**CONSIGNES**
[A] Selon le passage cité, à quoi l'entreprise Elvetino s'est-elle engagée ?
[B] Dans le passage cité, quels sont les secteurs où des discussions paritaires ont été menées sans qu'une entente soit trouvée ?
[C] Reprenez le passage cité sur le congé paternité et prolongez-le après sa dernière phrase.

**PASSAGE CITÉ**
++++

Pas de dialogue, en revanche, dans le secteur principal de la construction. «La Société suisse des entrepreneurs estime que le congé légal annule le jour de congé payé existant dans la CCT et exclut toute négociation. Des discussions sont, par contre, en cours pour les CCT de l’industrie des produits en béton et des tuileries-briqueteries, mais elles ne sont pas faciles. Notre position est claire: les dispositions dans les CCT doivent s’ajouter au congé légal», indique Chris Kelley, codirecteur du secteur construction.

CCT dénoncée?

Dans le tertiaire, enfin, des négociations ont lieu pour les shops de stations-services, «qui devraient déboucher sur un accord», informe Véronique Polito, la responsable du secteur. «L’entreprise Elvetino s’est engagée à payer au moins 100% durant deux semaines. Dans la sécurité, la coiffure, l’hôtellerie-restauration des discussions ont été menées au niveau paritaire sans qu’une entente ait été trouvée. Le cumul est contesté par les employeurs.» La vice-présidente d’Unia rappelle que, lors de l’introduction du congé maternité, des employeurs de la coiffure avaient à l’époque dénoncé la CCT pour cette raison. «Cela dit, je ne pense pas que nous en arrivions là avec le congé paternité. Nous aurons des négociations conventionnelles dans les prochains mois dans la coiffure et l’année prochaine pour l’hôtellerie-restauration, nous mettrons alors la question de la compilation sur la table. En attendant, il me paraît évident que, si une CCT prévoyait jusqu’à présent cinq jours de congé paternité payés à 100% par l’employeur, celui-ci doit s’engager à verser au moins le salaire à 100% pendant les dix jours de congé paternité, sachant que l’assurance lui remboursera 80% du salaire!»

++++

**EXTRAIT DES DONNÉES**
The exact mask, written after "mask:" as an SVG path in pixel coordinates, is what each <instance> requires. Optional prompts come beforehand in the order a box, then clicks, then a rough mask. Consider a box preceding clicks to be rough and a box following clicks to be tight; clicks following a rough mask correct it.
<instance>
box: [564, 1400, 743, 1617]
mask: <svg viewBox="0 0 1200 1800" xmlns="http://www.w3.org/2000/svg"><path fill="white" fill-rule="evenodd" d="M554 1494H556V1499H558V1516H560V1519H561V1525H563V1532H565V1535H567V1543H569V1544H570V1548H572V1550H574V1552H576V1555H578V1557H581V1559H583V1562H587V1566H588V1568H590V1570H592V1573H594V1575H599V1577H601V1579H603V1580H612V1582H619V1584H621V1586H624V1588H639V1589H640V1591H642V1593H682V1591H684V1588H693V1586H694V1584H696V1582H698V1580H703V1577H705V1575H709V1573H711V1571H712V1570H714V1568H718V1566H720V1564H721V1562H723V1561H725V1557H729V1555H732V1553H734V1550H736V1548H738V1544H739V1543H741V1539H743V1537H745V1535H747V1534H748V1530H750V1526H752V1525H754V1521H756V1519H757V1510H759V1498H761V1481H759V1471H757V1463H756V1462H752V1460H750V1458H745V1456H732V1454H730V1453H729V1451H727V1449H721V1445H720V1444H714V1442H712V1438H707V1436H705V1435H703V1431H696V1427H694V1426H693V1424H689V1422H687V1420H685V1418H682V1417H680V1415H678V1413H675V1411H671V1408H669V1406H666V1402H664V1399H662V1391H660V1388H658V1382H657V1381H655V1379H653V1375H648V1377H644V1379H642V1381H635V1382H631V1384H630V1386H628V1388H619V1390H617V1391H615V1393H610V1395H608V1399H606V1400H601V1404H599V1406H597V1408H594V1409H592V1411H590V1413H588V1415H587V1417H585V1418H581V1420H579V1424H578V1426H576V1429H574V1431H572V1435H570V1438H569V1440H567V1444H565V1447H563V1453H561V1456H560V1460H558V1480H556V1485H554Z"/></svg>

++++

**RÉPONSES**
[A] À payer au moins 100 % durant deux semaines.

[B] La sécurité, la coiffure et l'hôtellerie-restauration.

[C]
Le congé paternité légal n’annule pas les règles du CO et des CCT

Les syndicats s’appuient sur l’analyse de leurs services juridiques et disposent aussi d’une expertise commandée par Travail.Suisse à Thomas Geiser. Pour ce professeur de l’Université de Saint-Gall, la réglementation existante sur les jours de congé usuels du Code des obligations (CO) reste en vigueur et le congé doit toujours être indemnisé à 100% par l'employeur. Ce n’est donc qu’après ce jour ou, selon un usage courant, ces deux jours de libre, que le congé paternité débute. «C’est une interprétation qui se défend et avec laquelle je suis d’accord», confie Jean Christophe Schwaab, l’un des coauteurs du Commentaire du contrat de travail, l’ouvrage de référence sur le droit du travail en Suisse. Le congé paternité légal n’a pas annulé les congés usuels du CO et, si les premiers jours de congé sont reliés à l’événement de la naissance, le congé paternité a une autre fonction, celui de créer une relation avec l’enfant et de mettre en place l’organisation et le partage des tâches au sein de la famille.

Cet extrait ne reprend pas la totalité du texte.